**Document segment**
Tuesday, 21 March 2017
AN AMERICAN DREAM: THE EDUCATION OF WILLIAM BOWMAN - Review By Greg Klymkiw - Canadian Film Fest 2017 Opening Night - Finkleman Satire Worthy, But Misses Mark
An American Dream: The Education of William Bowman
Dir. Ken Finkleman
Starring: Jake Croker, Diana Bentley, Shiloh Blondel, Jan Caruana, Precious Chong
Review By Greg Klymkiw
Most Canadians with taste, intelligence and hailing from a far superior generation than afforded to the world via millennials, are well acquainted with the considerable gifts of writer-director-actor Ken Finkleman, the Winnipeg born-and-bred auteur. He, along with many stellar 'Peggers, warmed his ass on the University College radiators at the esteemed University of Manitoba before going on to a content creation career, and though most will not forgive his contributions to Grease 2, Airplane 2, Who's That Girl and Head Office, he holds the distinction of creating - bar-none - the very best piece of Canadian television (ever) with his original first 13 episodes of the CBC series The Newsroom in the 1996-1997 seasons and its limited followup More Tears in 1998 (with its deliciously savage satirical portrait of the ultra-conservative Canuck politician/golfer Mike Harris). Though many unimaginative pundits referred to Finkleman's TV work as a poor man's "Larry Sanders Show", they were, as per usual, wrong. The first 13 episodes of Finkleman's bold, brilliant satire, set behind the scenes of a national newsroom, and its sequel with Finkleman's character as a documentary film producer, still deliver the kind of on-the-edge laughs and observations most purveyors of comedy can only dream of.
I only wish An American Dream: The Education of William Bowman was a return to that form, but alas, as satire, it takes its aim at America with all the grace and subtlety of North Western Ontario hosers shooting ducks in a barrel.
In the tradition of such Candide-Gulliver-like satires, most notably Lindsay Anderson's O Lucky Man!, Finkleman delivers the episodic tale of William Bowman (Jake Croker), an all-American football star hopeful whose life is irrevocably altered by a horrific accident that sends him on a journey of equal parts sadness and madness. He becomes a media sensation, but his fame exacts a horrible toll upon him.

(Dataset entries)
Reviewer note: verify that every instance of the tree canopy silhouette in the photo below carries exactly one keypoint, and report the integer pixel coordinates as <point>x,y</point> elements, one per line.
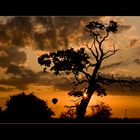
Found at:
<point>26,107</point>
<point>84,62</point>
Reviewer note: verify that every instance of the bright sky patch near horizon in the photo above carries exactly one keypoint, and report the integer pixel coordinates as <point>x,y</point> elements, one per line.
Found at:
<point>24,39</point>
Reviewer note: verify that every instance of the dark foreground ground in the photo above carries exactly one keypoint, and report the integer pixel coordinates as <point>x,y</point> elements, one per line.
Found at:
<point>71,121</point>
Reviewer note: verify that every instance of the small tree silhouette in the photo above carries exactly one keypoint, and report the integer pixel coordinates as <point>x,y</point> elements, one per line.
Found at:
<point>101,111</point>
<point>80,62</point>
<point>27,107</point>
<point>69,114</point>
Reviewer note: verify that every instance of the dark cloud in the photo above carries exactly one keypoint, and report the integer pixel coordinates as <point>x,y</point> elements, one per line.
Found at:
<point>3,89</point>
<point>45,32</point>
<point>10,54</point>
<point>122,28</point>
<point>21,77</point>
<point>123,88</point>
<point>133,42</point>
<point>137,61</point>
<point>112,65</point>
<point>61,82</point>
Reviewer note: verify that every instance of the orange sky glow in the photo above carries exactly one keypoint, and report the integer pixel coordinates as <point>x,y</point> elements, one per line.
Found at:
<point>24,39</point>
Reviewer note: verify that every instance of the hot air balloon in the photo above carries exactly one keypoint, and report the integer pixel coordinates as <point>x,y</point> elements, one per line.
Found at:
<point>54,100</point>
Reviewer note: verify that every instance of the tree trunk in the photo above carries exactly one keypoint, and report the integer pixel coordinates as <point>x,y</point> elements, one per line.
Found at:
<point>81,109</point>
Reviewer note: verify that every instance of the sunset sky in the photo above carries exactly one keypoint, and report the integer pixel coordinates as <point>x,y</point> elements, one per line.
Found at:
<point>24,39</point>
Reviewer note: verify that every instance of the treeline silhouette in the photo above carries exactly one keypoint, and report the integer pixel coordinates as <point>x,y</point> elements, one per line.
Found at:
<point>28,108</point>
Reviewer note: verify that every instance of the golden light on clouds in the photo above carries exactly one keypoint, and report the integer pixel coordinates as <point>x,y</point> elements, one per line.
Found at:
<point>24,39</point>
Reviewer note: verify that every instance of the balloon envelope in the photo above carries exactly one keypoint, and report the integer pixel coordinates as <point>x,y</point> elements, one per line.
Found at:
<point>54,100</point>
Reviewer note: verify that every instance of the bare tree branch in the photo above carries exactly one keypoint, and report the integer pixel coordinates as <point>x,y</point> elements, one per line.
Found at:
<point>110,52</point>
<point>78,81</point>
<point>88,76</point>
<point>95,56</point>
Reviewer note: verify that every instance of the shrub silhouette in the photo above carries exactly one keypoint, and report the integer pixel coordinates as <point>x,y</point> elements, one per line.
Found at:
<point>81,62</point>
<point>69,114</point>
<point>27,107</point>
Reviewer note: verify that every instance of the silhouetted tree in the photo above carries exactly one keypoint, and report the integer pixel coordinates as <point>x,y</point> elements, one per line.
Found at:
<point>27,107</point>
<point>101,111</point>
<point>70,113</point>
<point>83,64</point>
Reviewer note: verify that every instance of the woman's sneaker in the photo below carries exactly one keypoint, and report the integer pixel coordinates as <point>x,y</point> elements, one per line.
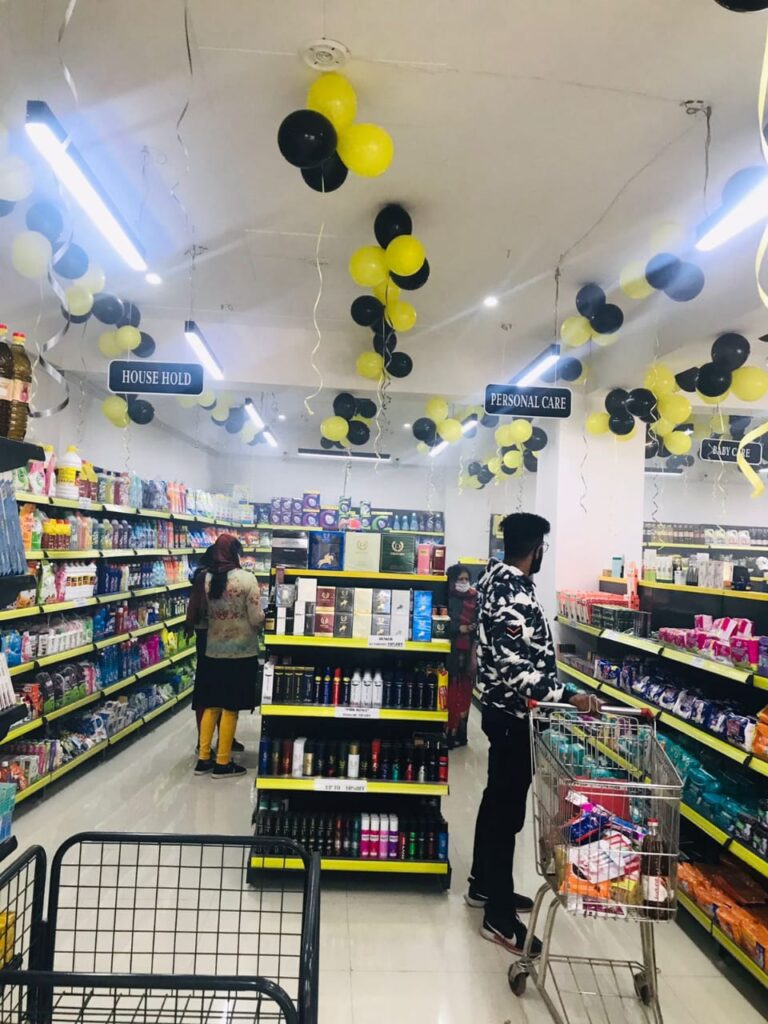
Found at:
<point>228,771</point>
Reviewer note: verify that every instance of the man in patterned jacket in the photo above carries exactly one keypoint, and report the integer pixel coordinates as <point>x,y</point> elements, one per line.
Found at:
<point>515,663</point>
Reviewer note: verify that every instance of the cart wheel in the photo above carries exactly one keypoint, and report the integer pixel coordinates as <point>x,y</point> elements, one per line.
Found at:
<point>517,979</point>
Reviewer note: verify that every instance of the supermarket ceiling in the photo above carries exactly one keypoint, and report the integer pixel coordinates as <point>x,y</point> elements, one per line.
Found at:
<point>522,131</point>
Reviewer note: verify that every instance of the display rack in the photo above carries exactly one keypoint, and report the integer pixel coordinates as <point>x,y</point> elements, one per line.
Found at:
<point>280,720</point>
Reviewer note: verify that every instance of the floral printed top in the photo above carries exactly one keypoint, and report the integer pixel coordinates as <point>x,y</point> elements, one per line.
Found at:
<point>235,620</point>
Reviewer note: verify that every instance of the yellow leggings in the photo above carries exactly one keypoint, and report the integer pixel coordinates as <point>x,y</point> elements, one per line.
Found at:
<point>227,723</point>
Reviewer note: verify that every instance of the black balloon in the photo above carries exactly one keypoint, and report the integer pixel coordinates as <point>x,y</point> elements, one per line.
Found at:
<point>131,315</point>
<point>615,401</point>
<point>714,379</point>
<point>621,424</point>
<point>306,138</point>
<point>399,365</point>
<point>358,432</point>
<point>72,263</point>
<point>590,299</point>
<point>328,176</point>
<point>687,284</point>
<point>140,412</point>
<point>607,320</point>
<point>660,270</point>
<point>390,222</point>
<point>46,218</point>
<point>366,408</point>
<point>145,347</point>
<point>686,379</point>
<point>367,309</point>
<point>730,350</point>
<point>642,403</point>
<point>345,406</point>
<point>424,429</point>
<point>108,308</point>
<point>414,281</point>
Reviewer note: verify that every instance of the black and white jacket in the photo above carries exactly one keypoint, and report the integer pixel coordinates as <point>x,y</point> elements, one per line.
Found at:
<point>515,650</point>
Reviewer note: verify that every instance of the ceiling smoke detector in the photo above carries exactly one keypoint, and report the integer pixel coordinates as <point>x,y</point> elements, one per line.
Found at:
<point>325,54</point>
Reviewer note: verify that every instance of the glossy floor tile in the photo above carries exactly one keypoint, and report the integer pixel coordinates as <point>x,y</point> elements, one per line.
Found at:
<point>399,949</point>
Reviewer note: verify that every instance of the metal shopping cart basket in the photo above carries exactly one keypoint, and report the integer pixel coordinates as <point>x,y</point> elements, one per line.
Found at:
<point>598,782</point>
<point>159,929</point>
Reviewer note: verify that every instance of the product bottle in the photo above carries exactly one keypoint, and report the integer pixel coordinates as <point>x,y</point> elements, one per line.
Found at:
<point>19,404</point>
<point>654,880</point>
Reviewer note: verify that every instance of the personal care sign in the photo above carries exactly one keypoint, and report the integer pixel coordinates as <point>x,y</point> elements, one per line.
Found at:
<point>141,377</point>
<point>719,450</point>
<point>509,399</point>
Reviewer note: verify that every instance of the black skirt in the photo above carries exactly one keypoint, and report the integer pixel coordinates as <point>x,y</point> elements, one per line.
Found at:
<point>231,683</point>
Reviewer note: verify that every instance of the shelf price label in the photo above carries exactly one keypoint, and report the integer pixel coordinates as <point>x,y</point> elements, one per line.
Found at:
<point>341,784</point>
<point>357,713</point>
<point>388,642</point>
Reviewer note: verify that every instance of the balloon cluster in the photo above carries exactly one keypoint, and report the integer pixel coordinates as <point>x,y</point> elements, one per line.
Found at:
<point>350,423</point>
<point>397,263</point>
<point>325,143</point>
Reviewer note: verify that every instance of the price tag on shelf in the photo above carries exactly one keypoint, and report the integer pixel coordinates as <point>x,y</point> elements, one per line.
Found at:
<point>341,784</point>
<point>357,713</point>
<point>388,642</point>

**Actions to take**
1) In the film review, who plays William Bowman?
2) Carry on the review of An American Dream: The Education of William Bowman from its last sentence.

**Answer section**
1) Jake Croker

2)
Taking potshots at politics is one thing, but Finkleman trains his aim upon America and frankly, the country is increasingly and alarmingly a place that has become a nation of self-parody. This is clearly the point of Finkleman's bold, brave film, but its satire often seems strangely pitched in ways that are closer to "spoof" rather than the kind of cutting edge one expects from this kind of picture. Things feel too rooted in sarcasm and there's a wonky blend of playing things "straight" and over the top. God knows one doesn't want Finkleman to try aping Lindsay Anderson, but O Lucky Man (and its precursor If) had a glorious consistency of tone that An American Dream desperately needs. In fact, the movie feels a lot closer to Anderson's scattershot Mick Travis finale Britannia Hospital. This is not a good thing.
What is a good thing is that Finkleman's film exists at all. It's often maddening for all the wrong reasons, but there is absolutely no denying there's anything currently out there like it. I wish it wasn't so self-conscious, so aware of itself. Yes, it's clever, but it's never very funny. Its savagery feels machine-tooled. This is, though, reason enough for celebration. Better machine-tooled satire than all the machine-tooled dross that passes for cinema in America today.
THE FILM CORNER RATING: *** Three-Stars
An American Dream: The Education of William Bowman is the opening night gala at Toronto's Canadian Film Fest 2017.